Document excerpt:
Ruby 4.1.0dev (2026-04-04 revision 3b6245536cf55da9e8bfcdb03c845fe9ef931d7f)
Data Fields
pm_regexp_parser_t Struct Reference

This is the parser that is going to handle parsing regular expressions. More...

Data Fields

pm_parser_tparser
 The parser that is currently being used.
 
const uint8_t * start
 A pointer to the start of the source that we are parsing.
 
const uint8_t * cursor
 A pointer to the current position in the source.
 
const uint8_t * end
 A pointer to the end of the source that we are parsing.
 
const pm_encoding_tencoding
 The encoding of the source.
 
pm_regexp_name_callback_t name_callback
 The callback to call when a named capture group is found.
 
pm_regexp_name_data_tname_data
 The data to pass to the name callback.
 
const uint8_t * node_start
 The start of the regexp node (for error locations).
 
const uint8_t * node_end
 The end of the regexp node (for error locations).
 
const pm_encoding_texplicit_encoding
 The explicit encoding determined by escape sequences.
 
const uint8_t * property_name
 Pointer to the first non-POSIX property name (for /n error messages).
 
size_t property_name_length
 Length of the first non-POSIX property name found.
 
const uint8_t * unicode_property_name
 Pointer to the first Unicode-only property name (for /e, /s error messages).
 
size_t unicode_property_name_length
 Length of the first Unicode-only property name found.
 
pm_buffer_t hex_escape_buffer
 Buffer of hex escape byte values >= 0x80, separated by 0x00 sentinels.
 
uint32_t non_ascii_literal_count
 Count of non-ASCII literal bytes (not from escapes).
 
bool extended_mode
 Whether or not the regular expression currently being parsed is in extended mode, wherein whitespace is ignored and comments are allowed.
 
bool encoding_changed
 Whether the encoding has changed from the default.
 
bool shared
 Whether the source content is shared (for named capture callback).
 
bool has_unicode_escape
 Whether a \u{...} escape with value >= 0x80 was seen.
 
bool has_hex_escape
 Whether a \xNN escape (or \M-x, etc.) with value >= 0x80 was seen.
 
bool last_escape_was_unicode
 Tracks whether the last encoding-setting escape was \u (true) or \x (false).
 
bool has_property_escape
 Whether any \p{...} or \P{...} property escape was found.
 
bool has_unicode_property_escape
 Whether a Unicode-only property escape was found (not POSIX or script).

What to produce: From the struct reference, output the passage that begins with the words "const uint8_t * end" and ends with "group is found.", copied word for word. You won't need the entries for this.

Entries supplied:
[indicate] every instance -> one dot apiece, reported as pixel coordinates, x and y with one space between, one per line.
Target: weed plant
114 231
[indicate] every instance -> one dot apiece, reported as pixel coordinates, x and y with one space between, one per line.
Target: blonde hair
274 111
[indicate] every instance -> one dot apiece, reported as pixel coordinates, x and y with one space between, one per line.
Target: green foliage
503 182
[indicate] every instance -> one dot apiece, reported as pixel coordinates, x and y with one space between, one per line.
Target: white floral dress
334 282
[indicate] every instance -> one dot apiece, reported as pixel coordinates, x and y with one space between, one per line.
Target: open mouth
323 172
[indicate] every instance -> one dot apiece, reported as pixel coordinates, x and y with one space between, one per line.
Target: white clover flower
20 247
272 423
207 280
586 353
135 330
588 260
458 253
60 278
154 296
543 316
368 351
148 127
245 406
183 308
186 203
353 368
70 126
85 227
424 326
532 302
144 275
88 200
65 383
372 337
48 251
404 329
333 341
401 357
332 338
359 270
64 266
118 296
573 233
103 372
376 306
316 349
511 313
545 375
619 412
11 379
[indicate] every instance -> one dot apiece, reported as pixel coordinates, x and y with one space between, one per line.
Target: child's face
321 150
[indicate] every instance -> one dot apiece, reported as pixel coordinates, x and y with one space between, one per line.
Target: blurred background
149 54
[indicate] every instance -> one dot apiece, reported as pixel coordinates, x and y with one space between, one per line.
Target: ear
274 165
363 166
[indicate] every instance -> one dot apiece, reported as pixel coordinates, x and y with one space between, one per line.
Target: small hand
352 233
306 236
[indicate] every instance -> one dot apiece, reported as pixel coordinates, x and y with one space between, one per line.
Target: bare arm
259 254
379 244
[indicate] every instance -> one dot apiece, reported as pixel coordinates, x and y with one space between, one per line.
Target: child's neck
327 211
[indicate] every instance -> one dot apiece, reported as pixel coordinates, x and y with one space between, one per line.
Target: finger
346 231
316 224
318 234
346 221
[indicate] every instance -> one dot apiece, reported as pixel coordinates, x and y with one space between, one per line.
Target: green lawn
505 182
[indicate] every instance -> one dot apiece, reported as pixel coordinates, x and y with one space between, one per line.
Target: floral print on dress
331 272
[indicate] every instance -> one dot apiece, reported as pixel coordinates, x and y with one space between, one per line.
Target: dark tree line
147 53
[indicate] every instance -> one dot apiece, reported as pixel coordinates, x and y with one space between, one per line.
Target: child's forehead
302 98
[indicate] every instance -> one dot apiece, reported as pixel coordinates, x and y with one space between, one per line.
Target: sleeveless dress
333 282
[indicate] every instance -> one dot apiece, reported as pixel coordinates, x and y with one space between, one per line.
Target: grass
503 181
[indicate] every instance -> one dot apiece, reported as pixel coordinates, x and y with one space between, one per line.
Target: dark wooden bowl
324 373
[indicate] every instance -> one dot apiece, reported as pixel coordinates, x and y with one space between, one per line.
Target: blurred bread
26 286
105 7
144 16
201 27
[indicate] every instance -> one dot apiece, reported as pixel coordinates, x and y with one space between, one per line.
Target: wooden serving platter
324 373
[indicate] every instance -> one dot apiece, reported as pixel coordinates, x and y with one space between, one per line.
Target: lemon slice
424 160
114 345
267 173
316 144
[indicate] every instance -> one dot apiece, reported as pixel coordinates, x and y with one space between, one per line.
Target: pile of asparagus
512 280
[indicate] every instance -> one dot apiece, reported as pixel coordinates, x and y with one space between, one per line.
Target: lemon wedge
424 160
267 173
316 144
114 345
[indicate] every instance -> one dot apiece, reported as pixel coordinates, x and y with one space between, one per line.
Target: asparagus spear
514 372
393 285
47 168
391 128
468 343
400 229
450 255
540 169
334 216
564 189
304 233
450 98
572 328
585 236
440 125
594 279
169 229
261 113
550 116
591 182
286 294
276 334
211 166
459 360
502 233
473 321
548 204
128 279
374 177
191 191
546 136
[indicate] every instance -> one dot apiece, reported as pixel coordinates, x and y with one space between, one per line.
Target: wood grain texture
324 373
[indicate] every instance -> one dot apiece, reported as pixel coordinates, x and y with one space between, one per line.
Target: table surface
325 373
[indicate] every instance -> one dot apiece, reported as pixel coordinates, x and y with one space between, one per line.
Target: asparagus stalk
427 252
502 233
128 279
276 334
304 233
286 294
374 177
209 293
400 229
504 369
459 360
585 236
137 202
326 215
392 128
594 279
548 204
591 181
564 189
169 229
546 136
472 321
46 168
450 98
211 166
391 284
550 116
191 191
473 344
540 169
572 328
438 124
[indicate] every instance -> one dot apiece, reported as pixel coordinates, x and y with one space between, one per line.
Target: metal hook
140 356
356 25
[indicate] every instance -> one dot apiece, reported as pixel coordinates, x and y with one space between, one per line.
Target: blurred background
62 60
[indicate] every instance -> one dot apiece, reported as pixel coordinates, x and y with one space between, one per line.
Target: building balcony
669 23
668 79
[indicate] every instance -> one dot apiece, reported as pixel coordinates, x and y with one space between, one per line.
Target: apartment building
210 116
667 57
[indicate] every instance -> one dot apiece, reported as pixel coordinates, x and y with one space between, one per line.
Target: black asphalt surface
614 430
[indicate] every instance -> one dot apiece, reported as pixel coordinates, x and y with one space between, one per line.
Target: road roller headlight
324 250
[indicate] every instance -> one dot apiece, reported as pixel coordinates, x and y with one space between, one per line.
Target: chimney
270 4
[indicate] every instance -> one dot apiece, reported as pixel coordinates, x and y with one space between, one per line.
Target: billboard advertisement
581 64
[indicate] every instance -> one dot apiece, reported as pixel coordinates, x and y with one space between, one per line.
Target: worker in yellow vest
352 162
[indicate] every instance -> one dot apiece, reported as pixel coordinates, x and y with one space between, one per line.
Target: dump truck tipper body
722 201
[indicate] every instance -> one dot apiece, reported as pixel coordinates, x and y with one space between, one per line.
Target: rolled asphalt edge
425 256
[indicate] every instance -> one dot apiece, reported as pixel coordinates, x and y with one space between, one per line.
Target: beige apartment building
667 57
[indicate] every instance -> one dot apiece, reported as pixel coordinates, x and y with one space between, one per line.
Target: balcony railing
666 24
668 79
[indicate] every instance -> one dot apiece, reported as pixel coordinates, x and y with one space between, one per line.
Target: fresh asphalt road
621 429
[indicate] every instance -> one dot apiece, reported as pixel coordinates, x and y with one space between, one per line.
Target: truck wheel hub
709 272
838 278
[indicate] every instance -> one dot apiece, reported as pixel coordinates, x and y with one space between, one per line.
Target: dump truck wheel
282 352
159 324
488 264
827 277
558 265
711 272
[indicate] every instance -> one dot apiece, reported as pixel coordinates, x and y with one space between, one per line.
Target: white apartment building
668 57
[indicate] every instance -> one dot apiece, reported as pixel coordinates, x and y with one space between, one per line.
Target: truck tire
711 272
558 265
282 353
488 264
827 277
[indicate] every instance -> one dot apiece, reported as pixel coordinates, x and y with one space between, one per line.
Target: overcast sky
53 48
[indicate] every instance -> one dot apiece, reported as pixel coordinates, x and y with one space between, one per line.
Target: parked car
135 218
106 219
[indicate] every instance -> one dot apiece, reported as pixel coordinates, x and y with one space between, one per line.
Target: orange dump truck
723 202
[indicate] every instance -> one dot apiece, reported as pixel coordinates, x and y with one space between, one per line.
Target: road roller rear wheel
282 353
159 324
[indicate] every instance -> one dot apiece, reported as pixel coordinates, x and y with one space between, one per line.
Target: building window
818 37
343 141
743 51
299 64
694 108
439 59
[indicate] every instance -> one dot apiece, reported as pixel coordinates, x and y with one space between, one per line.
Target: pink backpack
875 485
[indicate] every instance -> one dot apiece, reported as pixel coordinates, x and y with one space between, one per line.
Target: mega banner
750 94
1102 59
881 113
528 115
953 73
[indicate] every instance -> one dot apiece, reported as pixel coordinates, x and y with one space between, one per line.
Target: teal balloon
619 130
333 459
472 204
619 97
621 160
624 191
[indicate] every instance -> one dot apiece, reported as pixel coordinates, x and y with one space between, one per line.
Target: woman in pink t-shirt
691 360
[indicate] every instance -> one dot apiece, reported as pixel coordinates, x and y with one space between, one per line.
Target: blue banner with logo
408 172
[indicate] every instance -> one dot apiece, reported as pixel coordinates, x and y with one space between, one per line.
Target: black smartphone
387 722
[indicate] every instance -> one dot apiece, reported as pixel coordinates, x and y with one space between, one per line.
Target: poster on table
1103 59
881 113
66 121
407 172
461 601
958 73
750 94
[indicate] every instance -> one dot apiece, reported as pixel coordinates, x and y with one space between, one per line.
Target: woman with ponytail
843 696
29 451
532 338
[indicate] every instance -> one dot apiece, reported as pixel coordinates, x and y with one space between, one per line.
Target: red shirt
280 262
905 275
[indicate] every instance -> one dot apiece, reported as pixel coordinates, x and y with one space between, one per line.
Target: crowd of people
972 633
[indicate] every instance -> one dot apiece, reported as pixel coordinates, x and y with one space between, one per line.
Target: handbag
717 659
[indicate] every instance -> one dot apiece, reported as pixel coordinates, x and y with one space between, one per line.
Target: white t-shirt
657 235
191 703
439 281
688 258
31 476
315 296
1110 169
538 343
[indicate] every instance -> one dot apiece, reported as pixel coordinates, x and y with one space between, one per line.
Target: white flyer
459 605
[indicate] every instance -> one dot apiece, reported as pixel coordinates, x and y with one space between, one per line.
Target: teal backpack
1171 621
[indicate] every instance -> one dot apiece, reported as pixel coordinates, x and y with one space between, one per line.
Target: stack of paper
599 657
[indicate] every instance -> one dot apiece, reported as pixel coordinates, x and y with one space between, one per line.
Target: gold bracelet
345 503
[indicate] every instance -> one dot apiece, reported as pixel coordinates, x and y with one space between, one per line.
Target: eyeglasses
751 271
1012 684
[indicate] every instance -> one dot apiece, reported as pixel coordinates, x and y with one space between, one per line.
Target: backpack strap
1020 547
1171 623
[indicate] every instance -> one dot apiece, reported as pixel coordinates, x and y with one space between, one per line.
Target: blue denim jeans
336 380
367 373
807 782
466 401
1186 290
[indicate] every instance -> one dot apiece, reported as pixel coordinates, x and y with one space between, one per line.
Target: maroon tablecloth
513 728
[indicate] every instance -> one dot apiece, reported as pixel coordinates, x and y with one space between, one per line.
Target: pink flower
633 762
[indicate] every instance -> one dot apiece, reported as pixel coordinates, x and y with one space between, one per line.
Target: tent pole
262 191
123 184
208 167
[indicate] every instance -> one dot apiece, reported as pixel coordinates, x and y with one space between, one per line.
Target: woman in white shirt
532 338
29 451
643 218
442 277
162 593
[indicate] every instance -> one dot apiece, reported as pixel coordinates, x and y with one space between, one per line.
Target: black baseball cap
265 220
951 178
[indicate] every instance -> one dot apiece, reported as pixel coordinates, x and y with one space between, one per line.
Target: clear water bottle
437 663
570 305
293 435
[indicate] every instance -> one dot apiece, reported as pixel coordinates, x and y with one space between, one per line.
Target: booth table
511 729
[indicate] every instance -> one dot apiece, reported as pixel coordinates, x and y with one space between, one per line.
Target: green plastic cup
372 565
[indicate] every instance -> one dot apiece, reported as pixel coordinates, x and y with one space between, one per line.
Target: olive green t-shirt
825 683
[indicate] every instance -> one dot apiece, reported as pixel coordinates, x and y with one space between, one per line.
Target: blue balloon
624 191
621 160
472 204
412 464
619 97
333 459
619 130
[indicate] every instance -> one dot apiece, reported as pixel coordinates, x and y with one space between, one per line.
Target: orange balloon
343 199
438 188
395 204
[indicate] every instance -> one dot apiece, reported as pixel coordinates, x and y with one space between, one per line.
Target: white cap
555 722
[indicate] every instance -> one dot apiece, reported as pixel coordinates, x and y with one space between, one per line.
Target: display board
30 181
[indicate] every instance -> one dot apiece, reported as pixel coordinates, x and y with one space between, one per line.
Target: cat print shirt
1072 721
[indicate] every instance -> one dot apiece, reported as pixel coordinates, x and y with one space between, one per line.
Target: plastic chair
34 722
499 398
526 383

Solution to the exercise:
const uint8_t * end
 A pointer to the end of the source that we are parsing.
 
const pm_encoding_tencoding
 The encoding of the source.
 
pm_regexp_name_callback_t name_callback
 The callback to call when a named capture group is found.